- **Goal of the exercise**: When you print the records, keep every line identical to the original.

- **Exercise inputs**:
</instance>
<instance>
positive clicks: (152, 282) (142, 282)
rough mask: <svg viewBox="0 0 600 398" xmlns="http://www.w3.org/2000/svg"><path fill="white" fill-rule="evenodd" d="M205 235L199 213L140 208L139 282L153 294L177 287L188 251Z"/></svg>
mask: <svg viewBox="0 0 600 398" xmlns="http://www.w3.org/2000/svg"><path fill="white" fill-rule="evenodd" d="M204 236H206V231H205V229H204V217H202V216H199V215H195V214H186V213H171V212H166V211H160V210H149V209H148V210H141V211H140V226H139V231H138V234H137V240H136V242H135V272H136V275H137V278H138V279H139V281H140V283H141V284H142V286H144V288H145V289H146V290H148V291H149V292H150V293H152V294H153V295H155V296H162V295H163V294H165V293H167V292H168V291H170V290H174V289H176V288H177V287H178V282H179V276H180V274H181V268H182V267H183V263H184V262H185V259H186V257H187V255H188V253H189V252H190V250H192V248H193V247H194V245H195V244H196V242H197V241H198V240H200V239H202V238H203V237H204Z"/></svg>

- **Problem solution**:
</instance>
<instance>
positive clicks: (152, 282) (142, 282)
rough mask: <svg viewBox="0 0 600 398" xmlns="http://www.w3.org/2000/svg"><path fill="white" fill-rule="evenodd" d="M205 235L199 213L140 208L139 282L153 294L177 287L188 251Z"/></svg>
mask: <svg viewBox="0 0 600 398" xmlns="http://www.w3.org/2000/svg"><path fill="white" fill-rule="evenodd" d="M204 236H206V231H205V229H204V217H202V216H199V215H195V214H186V213H171V212H166V211H160V210H149V209H148V210H141V211H140V226H139V231H138V234H137V240H136V242H135V272H136V275H137V278H138V279H139V281H140V283H141V284H142V286H144V288H145V289H146V290H148V291H149V292H150V293H152V294H153V295H155V296H162V295H163V294H165V293H167V292H168V291H170V290H174V289H176V288H177V287H178V282H179V276H180V274H181V268H182V267H183V263H184V262H185V259H186V257H187V255H188V253H189V252H190V250H192V248H193V247H194V245H195V244H196V242H197V241H198V240H200V239H202V238H203V237H204Z"/></svg>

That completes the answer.